— TASK PROMPT —
Reproduce word for word the lines of the records, starting at the line that contains "of the hallway" and ending at the final line of the records.

— ENTRIES PROVIDED —
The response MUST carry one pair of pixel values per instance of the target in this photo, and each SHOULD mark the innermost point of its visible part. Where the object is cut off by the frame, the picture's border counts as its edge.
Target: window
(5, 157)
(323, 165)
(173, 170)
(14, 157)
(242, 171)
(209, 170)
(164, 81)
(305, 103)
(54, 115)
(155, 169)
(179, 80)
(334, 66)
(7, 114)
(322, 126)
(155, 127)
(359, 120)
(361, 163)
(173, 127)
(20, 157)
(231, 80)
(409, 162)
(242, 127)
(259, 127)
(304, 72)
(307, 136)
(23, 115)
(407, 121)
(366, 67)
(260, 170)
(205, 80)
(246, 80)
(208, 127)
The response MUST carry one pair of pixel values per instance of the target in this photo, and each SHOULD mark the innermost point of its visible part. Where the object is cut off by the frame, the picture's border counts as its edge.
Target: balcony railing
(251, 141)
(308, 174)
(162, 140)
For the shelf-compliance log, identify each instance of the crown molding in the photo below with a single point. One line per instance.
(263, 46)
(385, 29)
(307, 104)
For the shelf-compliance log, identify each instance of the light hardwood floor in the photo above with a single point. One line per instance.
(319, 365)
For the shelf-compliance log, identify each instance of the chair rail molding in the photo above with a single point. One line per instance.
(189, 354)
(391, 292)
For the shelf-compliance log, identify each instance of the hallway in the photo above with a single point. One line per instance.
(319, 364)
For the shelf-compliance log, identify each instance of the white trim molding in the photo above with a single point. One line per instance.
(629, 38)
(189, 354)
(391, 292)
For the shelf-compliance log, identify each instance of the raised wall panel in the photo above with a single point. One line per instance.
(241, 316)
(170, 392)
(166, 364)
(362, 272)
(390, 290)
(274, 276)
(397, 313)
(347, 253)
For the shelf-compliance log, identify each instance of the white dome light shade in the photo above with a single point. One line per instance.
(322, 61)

— WORKED SOLUTION —
For the shelf-compliance log, identify each instance of the hallway in the photo above with a single point. One line per instance.
(319, 364)
For the shelf-compliance log, identify each instance of the white trim molding in the photo above with a single point. One line per instance.
(629, 38)
(189, 354)
(391, 292)
For the shelf-compliance log, identify each instance of the raised wall panel in the photo above with a single point. One line per instance.
(241, 316)
(170, 392)
(166, 364)
(362, 272)
(390, 290)
(274, 276)
(397, 313)
(347, 253)
For the shelf-compliance log, identify each instance of the white dome light shade in the photo above with a single point. One line per instance.
(322, 61)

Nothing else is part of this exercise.